'''

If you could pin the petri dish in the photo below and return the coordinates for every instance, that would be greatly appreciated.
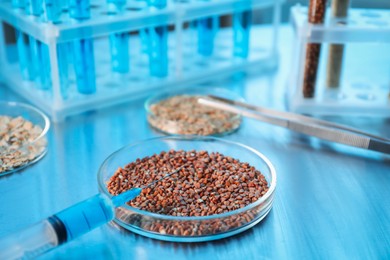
(177, 112)
(22, 154)
(183, 228)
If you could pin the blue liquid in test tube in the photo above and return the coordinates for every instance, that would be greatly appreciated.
(83, 56)
(207, 29)
(241, 31)
(158, 45)
(119, 43)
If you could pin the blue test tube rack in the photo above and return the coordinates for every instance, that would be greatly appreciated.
(90, 56)
(365, 79)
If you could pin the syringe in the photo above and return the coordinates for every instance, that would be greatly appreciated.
(67, 224)
(63, 226)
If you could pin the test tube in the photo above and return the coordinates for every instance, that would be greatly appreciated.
(119, 43)
(336, 51)
(158, 45)
(241, 31)
(39, 52)
(316, 15)
(22, 48)
(83, 53)
(207, 29)
(63, 226)
(54, 13)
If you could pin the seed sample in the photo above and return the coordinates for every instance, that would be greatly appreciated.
(183, 114)
(316, 13)
(208, 184)
(19, 142)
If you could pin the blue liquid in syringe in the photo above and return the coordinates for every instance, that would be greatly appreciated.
(64, 226)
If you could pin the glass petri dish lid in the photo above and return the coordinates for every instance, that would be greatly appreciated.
(23, 141)
(177, 112)
(190, 228)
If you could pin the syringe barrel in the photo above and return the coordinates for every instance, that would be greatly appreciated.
(57, 229)
(30, 242)
(86, 215)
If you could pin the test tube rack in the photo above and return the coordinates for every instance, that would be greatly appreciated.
(60, 97)
(365, 85)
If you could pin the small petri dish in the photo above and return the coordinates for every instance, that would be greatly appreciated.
(177, 112)
(189, 228)
(23, 141)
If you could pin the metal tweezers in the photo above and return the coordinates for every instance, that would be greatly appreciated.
(307, 125)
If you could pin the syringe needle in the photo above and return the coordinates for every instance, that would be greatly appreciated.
(67, 224)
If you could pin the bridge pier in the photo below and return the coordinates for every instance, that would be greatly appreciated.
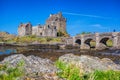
(83, 45)
(115, 40)
(97, 40)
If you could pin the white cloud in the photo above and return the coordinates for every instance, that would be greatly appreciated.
(93, 16)
(99, 26)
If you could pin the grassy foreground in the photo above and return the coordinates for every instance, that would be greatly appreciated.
(12, 73)
(71, 72)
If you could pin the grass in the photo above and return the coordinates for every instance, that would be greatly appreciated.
(72, 72)
(109, 43)
(11, 73)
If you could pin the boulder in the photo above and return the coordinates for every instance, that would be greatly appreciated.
(35, 67)
(88, 63)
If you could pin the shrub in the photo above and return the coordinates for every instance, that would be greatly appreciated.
(71, 72)
(11, 73)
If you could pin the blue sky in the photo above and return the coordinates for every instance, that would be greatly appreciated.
(82, 15)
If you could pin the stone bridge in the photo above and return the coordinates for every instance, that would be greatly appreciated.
(100, 40)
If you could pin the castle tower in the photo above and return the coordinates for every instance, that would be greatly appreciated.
(25, 29)
(58, 21)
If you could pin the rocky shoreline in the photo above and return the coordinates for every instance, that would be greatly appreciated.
(37, 68)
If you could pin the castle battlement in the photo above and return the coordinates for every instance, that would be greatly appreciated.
(54, 23)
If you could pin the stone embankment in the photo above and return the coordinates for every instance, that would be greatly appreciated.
(37, 68)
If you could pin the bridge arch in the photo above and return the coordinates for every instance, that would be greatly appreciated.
(78, 41)
(107, 41)
(90, 42)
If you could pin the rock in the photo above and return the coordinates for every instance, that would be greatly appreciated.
(85, 46)
(34, 66)
(101, 46)
(89, 63)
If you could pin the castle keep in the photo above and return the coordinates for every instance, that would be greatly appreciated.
(54, 24)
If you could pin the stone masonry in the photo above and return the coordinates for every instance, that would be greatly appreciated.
(54, 24)
(100, 38)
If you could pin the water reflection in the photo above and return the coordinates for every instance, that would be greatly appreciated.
(7, 51)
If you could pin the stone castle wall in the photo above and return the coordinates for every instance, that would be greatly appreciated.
(53, 24)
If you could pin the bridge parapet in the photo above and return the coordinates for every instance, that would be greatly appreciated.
(100, 39)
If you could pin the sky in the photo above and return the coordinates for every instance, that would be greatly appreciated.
(82, 15)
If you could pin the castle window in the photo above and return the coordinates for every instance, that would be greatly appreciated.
(55, 27)
(41, 34)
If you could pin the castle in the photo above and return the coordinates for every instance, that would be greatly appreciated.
(54, 24)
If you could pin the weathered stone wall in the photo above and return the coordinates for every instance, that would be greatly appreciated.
(25, 29)
(53, 24)
(84, 40)
(57, 20)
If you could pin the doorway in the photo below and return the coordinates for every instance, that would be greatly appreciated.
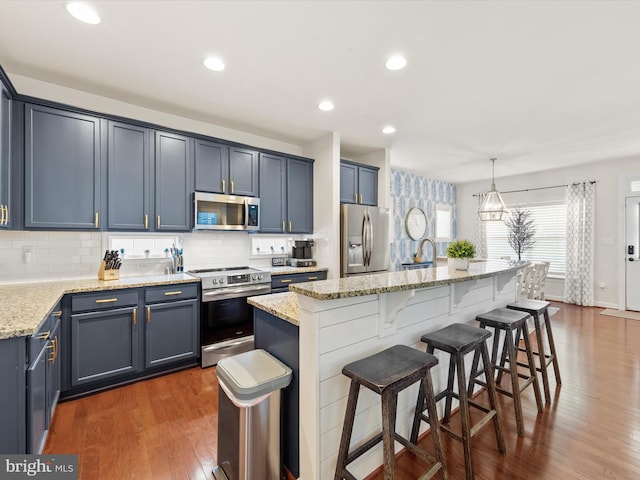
(632, 260)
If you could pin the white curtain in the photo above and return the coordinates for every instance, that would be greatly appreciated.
(578, 283)
(481, 231)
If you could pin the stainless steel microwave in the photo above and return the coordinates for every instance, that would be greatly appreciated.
(214, 211)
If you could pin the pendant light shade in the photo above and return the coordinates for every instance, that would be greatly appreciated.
(492, 207)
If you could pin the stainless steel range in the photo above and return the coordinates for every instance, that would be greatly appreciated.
(226, 319)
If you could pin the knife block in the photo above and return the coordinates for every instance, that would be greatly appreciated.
(104, 274)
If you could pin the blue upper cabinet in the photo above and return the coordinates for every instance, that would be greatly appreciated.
(286, 194)
(243, 171)
(129, 178)
(5, 157)
(224, 169)
(300, 195)
(273, 193)
(358, 183)
(173, 182)
(62, 169)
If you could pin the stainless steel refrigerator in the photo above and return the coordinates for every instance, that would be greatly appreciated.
(364, 239)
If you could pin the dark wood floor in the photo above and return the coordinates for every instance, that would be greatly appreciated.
(166, 428)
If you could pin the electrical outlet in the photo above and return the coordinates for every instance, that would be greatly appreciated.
(27, 254)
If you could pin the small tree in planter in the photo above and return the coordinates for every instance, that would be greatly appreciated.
(521, 230)
(461, 251)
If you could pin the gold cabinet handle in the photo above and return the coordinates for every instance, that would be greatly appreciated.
(107, 300)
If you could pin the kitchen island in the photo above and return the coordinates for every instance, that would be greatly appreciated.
(343, 320)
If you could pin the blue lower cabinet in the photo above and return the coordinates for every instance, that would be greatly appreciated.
(171, 332)
(104, 344)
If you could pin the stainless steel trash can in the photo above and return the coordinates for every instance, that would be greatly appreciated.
(249, 443)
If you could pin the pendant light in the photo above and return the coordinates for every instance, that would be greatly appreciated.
(493, 207)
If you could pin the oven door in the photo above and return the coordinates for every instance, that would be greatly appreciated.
(226, 321)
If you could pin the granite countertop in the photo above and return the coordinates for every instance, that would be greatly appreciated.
(288, 270)
(24, 306)
(282, 305)
(372, 284)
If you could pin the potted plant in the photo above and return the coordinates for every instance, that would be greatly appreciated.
(460, 252)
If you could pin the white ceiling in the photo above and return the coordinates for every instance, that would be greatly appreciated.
(538, 84)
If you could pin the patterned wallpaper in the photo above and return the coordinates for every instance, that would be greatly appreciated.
(410, 190)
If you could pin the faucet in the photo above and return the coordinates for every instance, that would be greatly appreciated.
(417, 258)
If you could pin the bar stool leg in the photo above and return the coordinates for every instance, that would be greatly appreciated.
(389, 404)
(552, 346)
(531, 361)
(347, 429)
(434, 426)
(515, 384)
(464, 416)
(542, 357)
(493, 399)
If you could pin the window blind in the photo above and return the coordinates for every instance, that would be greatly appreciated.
(551, 225)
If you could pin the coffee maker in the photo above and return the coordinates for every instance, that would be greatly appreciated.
(301, 255)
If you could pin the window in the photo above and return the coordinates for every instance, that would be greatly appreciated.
(443, 223)
(550, 223)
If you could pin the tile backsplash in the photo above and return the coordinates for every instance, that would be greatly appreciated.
(72, 255)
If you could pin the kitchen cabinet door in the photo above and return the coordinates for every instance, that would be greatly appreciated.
(171, 332)
(62, 169)
(348, 183)
(299, 196)
(5, 157)
(243, 172)
(212, 167)
(273, 197)
(173, 182)
(368, 186)
(103, 344)
(129, 177)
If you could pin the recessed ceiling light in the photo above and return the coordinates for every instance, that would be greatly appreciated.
(214, 63)
(326, 105)
(396, 62)
(83, 12)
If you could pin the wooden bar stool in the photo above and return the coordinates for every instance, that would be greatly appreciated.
(458, 340)
(535, 308)
(387, 373)
(508, 321)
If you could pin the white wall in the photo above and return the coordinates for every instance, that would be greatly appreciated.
(326, 201)
(609, 251)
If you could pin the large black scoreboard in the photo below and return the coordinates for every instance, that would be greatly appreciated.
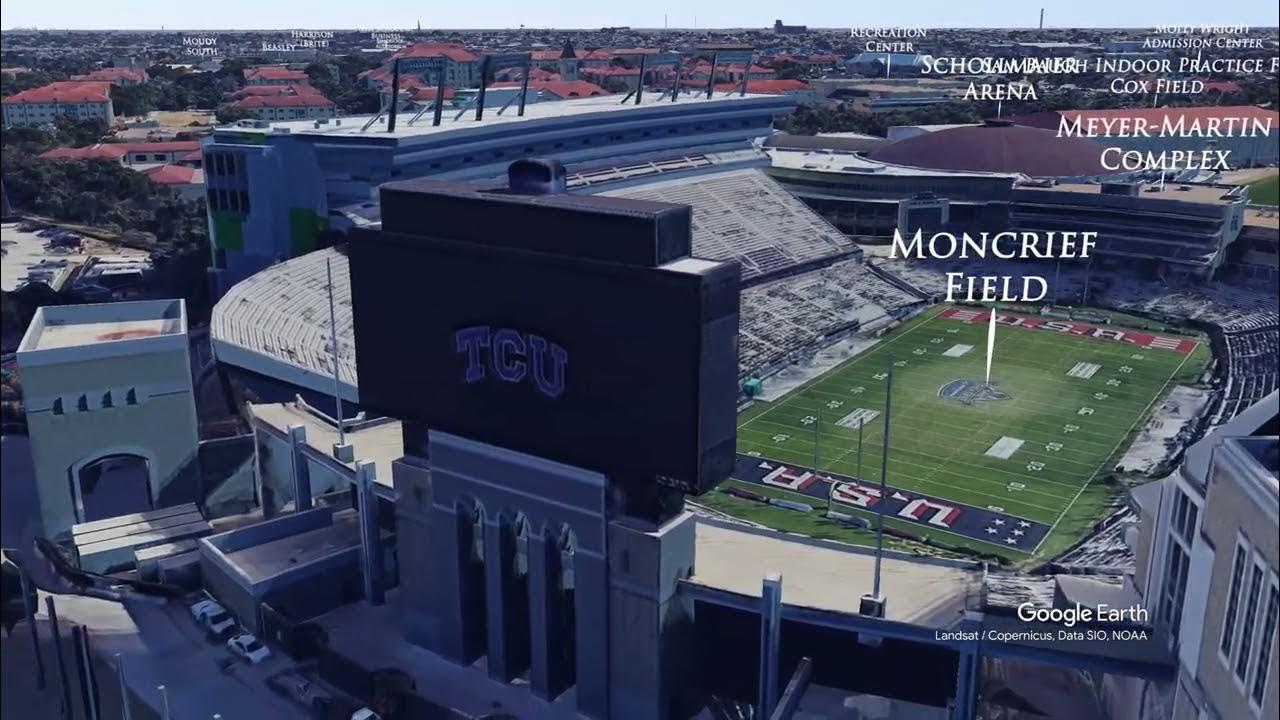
(576, 328)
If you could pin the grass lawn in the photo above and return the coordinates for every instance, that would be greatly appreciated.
(1073, 401)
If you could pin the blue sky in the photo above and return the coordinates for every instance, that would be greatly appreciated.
(233, 14)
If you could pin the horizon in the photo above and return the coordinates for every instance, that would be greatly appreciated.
(132, 16)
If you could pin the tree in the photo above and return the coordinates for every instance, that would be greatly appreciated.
(227, 114)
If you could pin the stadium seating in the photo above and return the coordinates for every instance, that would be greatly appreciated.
(787, 317)
(745, 215)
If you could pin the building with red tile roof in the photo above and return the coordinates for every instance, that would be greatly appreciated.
(287, 106)
(114, 76)
(274, 74)
(128, 153)
(428, 60)
(269, 90)
(103, 151)
(81, 100)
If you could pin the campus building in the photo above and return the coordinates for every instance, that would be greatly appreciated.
(110, 413)
(80, 100)
(1206, 568)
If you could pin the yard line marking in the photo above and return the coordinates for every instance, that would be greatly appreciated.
(831, 374)
(1123, 438)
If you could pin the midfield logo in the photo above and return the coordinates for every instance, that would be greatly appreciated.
(969, 392)
(512, 356)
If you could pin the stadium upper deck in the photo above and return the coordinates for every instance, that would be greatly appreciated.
(1180, 228)
(273, 190)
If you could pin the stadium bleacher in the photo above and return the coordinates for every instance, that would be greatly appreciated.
(745, 215)
(789, 315)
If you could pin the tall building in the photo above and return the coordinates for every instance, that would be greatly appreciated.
(1207, 569)
(110, 411)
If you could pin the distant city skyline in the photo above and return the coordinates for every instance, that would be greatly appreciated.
(575, 14)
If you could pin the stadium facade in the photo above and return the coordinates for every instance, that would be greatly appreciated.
(272, 324)
(1001, 176)
(274, 187)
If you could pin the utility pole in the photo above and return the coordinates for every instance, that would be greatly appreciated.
(58, 656)
(1057, 268)
(28, 605)
(880, 505)
(126, 705)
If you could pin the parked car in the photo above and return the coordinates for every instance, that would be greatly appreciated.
(213, 618)
(248, 647)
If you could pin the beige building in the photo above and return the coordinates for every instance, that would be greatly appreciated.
(1207, 569)
(110, 410)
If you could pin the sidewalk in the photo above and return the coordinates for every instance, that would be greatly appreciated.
(161, 646)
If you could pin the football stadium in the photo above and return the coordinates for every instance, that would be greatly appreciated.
(1016, 468)
(1004, 465)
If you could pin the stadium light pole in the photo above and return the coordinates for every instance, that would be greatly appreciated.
(880, 505)
(333, 343)
(1057, 268)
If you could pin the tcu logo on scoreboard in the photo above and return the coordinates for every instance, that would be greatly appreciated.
(512, 356)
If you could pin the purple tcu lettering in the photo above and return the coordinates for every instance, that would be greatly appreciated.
(513, 356)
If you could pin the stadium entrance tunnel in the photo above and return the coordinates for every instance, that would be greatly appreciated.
(112, 486)
(970, 392)
(728, 660)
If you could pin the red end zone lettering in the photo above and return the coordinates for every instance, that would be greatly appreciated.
(854, 495)
(938, 514)
(789, 478)
(1060, 326)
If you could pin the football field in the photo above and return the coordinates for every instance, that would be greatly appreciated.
(993, 465)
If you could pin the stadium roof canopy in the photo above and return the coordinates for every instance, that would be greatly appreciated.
(275, 323)
(851, 142)
(1051, 119)
(997, 147)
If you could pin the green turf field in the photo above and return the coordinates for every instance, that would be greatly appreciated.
(1072, 428)
(1265, 191)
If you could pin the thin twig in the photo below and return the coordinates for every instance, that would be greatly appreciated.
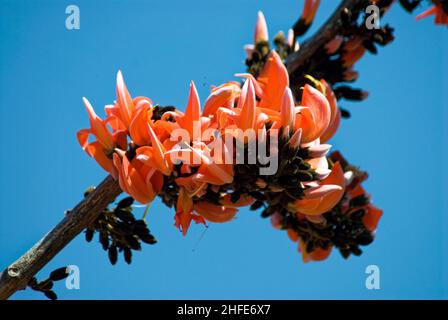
(327, 32)
(17, 275)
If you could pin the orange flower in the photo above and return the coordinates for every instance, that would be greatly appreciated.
(222, 96)
(184, 212)
(140, 181)
(192, 121)
(323, 196)
(273, 80)
(309, 10)
(261, 29)
(335, 112)
(154, 156)
(315, 115)
(102, 149)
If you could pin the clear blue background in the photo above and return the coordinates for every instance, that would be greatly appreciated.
(399, 135)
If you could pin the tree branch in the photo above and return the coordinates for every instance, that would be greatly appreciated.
(17, 275)
(331, 28)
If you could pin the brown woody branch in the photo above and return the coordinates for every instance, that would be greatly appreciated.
(18, 274)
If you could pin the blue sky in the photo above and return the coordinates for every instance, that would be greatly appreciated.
(398, 135)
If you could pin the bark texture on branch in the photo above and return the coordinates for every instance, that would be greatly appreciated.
(17, 275)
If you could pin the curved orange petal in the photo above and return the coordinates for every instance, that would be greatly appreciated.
(274, 79)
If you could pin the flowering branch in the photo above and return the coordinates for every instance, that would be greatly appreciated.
(300, 199)
(325, 34)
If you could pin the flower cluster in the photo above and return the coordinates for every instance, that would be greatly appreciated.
(254, 143)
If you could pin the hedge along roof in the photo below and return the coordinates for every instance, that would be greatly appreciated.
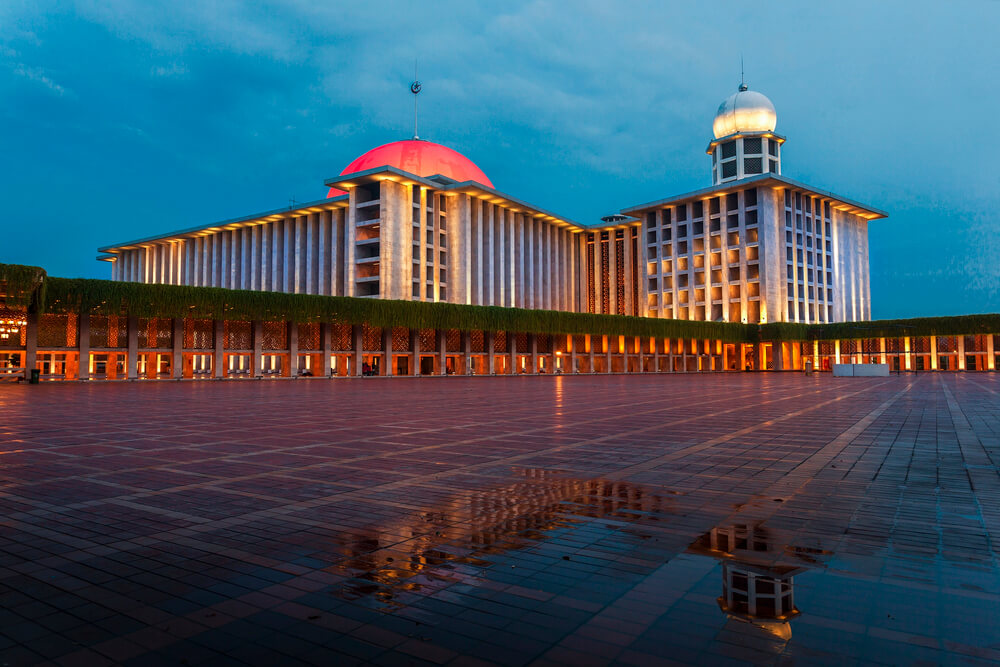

'''

▶ What you are asked to do
Produce an exact copy of the lines from the line containing "If you could pin the flower cluster" to the end of the material, both ends included, and omit every picture.

▶ Task answer
If you could pin the flower cluster in the photo above and return the coordinates for every instance, that would be greatly appreciated.
(254, 143)
If you could pin the hedge along roof in the photo below and return the coordinates for every instance, that would be greatly appreciated.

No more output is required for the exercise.